DIMEZZATI I CREDITI DI IMPOSTA PER I BENI MATERIALI
Nei prossimi giorni il governo dovrebbe dare il via ad un confronto sul tema per rimettere ordine agli incentivi attraverso un provvedimento dedicato. Per il 2023, però, queste saranno le aliquote per gli investimenti in beni materiali:

  • Dal 40% al 20% per investimenti fino a 2,5 milioni di euro
  • Dal 20% al 10% fino ai 10 milioni di euro
  • Dal 10% al 5% fino ai 20 milioni di euro

IL TAGLIO AI SOFTWARE 4.0
Per quanto riguarda i beni immateriali, quindi software 4.0, sugli investimenti fino ad 1 milione di euro il credito di imposta scende dal 50% al 20%.

COLPITI ANCHE I BENEFICI PER R&S
Si dimezzano, inoltre, anche gli aiuti per l’attività Ricerca & Sviluppo:

  • Il credito di imposta per ricerca fondamentale, industriale e sviluppo sperimentale scende dal 20% al 10%
  • Il tax credit per innovazione tecnologica 4.0 e green passa, invece, dal 15% al 10%

CANCELLATO IL CREDITO PER FORMAZIONE 4.0

Formazione 4.0

La Legge di Bilancio non ha concesso alcuna proroga al credito di imposta per la Formazione 4.0. Eppure, gli investimenti in beni materiali e immateriali vanno di pari passo con un percorso formativo che deve puntare a migliorare le competenze dei collaboratori in linea con quanto richiesto dai mercati. La competitività delle imprese, quindi, si gioca su quel lifelong learning che oggi sta sempre più alla base di una crescita che si abbina a professionalità più specializzate e dinamiche.

Secondo quanto riportato da Agenda Digitale, nell’Unione europea, a causa della mancanza di competenze, attualmente sono ancora vacanti ben 756.000 posti nel settore ICT (Tecnologie dell’informazione e della comunicazione). In Italia – fonte Rapporto Excelsior – entro il 2025 una quota pari al 60% dei lavoratori dovrà avere competenze green o digitali: il mercato del lavoro avrà bisogno di almeno 2,2 milioni di nuovi lavoratori in grado di gestire soluzioni e sviluppare strategie ecosostenibili e di 2 milioni di lavoratori in grado di saper utilizzare il digitale. Secondo il World Economic Forum (The Future of Jobs Report 2020) nove lavori su dieci nel 2030 richiederanno digital skills avanzate.

Sfida 1:
Elenca tutte le fonti citate nell'ultimo paragrafo del brano sopra.
Sfida 2:
Per favore, trascrivi dal brano sopra il passo compreso tra "CANCELLATO IL CREDITO" e "specializzate e dinamiche.", estremi inclusi.
Sfida 3:
Stabilisci se ciascuna affermazione concorda con il brano sopra. Rispondi sì o no e cita le parole del brano che lo decidono.
(a) Per i software 4.0, sugli investimenti fino a 1 milione di euro il credito di imposta scende al 20%.
(b) La Legge di Bilancio ha prorogato il credito di imposta per la Formazione 4.0.
(c) Nell'Unione europea risultano vacanti 756.000 posti nel settore ICT.

Estratto dati:
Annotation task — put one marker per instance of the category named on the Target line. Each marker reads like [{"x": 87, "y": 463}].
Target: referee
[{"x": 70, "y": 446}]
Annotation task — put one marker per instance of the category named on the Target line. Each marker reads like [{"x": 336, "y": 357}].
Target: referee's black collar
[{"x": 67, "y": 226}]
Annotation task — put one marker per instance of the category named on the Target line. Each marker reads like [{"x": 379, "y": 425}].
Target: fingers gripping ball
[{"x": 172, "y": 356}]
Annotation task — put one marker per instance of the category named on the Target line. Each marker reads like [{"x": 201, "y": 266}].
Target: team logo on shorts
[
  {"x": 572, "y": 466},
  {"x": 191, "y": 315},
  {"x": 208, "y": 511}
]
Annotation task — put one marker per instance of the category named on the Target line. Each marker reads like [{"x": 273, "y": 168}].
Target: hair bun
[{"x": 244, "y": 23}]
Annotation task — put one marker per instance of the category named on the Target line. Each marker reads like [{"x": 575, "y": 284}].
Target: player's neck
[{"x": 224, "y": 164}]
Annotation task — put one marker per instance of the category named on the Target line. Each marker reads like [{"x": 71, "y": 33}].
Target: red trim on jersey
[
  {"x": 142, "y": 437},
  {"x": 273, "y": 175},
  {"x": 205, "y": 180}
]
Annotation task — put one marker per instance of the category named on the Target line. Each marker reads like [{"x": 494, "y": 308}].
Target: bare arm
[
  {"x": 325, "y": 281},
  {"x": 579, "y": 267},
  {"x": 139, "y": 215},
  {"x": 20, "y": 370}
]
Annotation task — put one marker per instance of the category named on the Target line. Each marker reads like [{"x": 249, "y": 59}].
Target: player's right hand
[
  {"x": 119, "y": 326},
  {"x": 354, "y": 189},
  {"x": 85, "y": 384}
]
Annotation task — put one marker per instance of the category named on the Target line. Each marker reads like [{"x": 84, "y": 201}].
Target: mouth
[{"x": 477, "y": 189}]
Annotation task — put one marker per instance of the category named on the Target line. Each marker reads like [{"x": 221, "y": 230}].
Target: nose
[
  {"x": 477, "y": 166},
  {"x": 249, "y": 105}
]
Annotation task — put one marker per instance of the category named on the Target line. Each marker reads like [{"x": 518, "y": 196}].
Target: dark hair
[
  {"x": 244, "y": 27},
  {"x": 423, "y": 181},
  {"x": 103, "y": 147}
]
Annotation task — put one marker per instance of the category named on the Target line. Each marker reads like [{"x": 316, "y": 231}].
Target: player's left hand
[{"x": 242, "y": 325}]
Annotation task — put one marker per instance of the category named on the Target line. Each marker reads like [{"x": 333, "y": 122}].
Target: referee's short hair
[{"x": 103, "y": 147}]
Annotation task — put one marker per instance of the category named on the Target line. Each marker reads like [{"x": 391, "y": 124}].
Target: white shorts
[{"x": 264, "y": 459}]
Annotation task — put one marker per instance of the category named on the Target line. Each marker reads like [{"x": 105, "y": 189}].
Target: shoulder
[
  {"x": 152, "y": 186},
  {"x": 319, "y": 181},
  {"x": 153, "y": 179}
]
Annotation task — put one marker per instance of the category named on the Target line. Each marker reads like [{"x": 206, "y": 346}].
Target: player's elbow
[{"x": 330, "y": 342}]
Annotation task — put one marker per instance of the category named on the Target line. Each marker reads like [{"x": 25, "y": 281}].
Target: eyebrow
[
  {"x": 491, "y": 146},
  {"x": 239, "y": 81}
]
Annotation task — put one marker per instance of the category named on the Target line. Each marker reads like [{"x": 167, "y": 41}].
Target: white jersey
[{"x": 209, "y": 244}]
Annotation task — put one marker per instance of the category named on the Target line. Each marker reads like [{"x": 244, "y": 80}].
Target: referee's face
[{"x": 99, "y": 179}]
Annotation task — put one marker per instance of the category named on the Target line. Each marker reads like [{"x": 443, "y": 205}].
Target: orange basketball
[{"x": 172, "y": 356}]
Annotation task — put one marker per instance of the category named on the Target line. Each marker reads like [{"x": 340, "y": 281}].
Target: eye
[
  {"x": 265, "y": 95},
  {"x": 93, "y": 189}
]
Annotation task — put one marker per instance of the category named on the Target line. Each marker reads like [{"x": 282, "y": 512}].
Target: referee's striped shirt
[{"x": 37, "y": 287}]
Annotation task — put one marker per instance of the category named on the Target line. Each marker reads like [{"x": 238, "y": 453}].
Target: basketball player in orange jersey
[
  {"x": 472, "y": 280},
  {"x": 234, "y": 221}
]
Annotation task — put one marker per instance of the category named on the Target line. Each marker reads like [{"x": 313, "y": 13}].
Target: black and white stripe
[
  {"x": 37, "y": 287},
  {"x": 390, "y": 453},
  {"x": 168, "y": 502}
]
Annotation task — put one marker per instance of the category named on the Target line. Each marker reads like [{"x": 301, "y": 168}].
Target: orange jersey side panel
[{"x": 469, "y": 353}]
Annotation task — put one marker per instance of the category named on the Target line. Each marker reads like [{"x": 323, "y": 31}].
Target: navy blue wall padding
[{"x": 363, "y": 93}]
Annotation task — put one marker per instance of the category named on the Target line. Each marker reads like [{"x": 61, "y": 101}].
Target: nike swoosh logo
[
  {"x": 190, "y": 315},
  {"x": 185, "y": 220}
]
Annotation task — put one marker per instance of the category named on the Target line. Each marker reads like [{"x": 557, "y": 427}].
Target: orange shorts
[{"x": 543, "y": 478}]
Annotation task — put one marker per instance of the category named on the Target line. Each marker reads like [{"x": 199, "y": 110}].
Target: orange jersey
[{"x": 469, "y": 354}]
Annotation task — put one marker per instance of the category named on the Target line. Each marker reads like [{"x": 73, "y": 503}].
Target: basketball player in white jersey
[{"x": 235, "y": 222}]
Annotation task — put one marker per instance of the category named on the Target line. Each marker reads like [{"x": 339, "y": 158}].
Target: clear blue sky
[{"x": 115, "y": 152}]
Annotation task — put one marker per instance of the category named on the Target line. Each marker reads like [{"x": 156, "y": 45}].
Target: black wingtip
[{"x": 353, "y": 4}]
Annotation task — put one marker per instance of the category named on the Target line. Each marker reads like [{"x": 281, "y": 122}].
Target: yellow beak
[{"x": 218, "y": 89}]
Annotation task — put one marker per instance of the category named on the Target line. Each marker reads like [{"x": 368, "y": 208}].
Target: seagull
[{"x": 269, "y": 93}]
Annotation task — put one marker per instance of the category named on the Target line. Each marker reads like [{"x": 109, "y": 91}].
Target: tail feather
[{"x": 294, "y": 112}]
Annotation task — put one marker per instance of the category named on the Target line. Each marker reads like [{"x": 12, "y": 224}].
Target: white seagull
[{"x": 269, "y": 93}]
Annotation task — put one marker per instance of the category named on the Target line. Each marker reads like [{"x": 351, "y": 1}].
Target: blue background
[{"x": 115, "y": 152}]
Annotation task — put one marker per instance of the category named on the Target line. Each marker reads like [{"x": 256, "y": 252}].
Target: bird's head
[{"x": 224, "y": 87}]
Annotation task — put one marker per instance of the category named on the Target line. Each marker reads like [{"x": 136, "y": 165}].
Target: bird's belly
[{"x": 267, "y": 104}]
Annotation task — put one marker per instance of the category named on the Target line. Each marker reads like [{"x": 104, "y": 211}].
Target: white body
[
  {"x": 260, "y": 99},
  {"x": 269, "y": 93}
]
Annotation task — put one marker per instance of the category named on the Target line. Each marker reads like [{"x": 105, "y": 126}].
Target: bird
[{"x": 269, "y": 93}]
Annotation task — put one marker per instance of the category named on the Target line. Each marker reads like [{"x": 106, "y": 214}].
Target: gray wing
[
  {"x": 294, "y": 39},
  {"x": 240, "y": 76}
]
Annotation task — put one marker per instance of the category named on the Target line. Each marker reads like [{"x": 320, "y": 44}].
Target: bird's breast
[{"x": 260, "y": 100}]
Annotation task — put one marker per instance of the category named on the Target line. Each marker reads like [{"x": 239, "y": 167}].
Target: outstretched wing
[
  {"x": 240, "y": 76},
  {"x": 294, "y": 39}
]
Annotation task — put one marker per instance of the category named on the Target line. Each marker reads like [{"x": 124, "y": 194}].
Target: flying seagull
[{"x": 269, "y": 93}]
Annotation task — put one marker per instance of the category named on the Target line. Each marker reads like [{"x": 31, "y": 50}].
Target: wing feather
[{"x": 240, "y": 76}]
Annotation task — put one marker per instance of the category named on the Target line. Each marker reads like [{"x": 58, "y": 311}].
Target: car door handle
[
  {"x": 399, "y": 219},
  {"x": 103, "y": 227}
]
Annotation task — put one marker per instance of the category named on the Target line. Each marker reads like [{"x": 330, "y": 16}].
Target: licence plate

Soluzione esercizio 1:
Agenda Digitale
Rapporto Excelsior
World Economic Forum (The Future of Jobs Report 2020)

Soluzione esercizio 2:
CANCELLATO IL CREDITO PER FORMAZIONE 4.0

Formazione 4.0

La Legge di Bilancio non ha concesso alcuna proroga al credito di imposta per la Formazione 4.0. Eppure, gli investimenti in beni materiali e immateriali vanno di pari passo con un percorso formativo che deve puntare a migliorare le competenze dei collaboratori in linea con quanto richiesto dai mercati. La competitività delle imprese, quindi, si gioca su quel lifelong learning che oggi sta sempre più alla base di una crescita che si abbina a professionalità più specializzate e dinamiche.

Soluzione esercizio 3:
(a) Sì: «sugli investimenti fino ad 1 milione di euro il credito di imposta scende dal 50% al 20%»
(b) No: «La Legge di Bilancio non ha concesso alcuna proroga al credito di imposta per la Formazione 4.0»
(c) Sì: «attualmente sono ancora vacanti ben 756.000 posti nel settore ICT»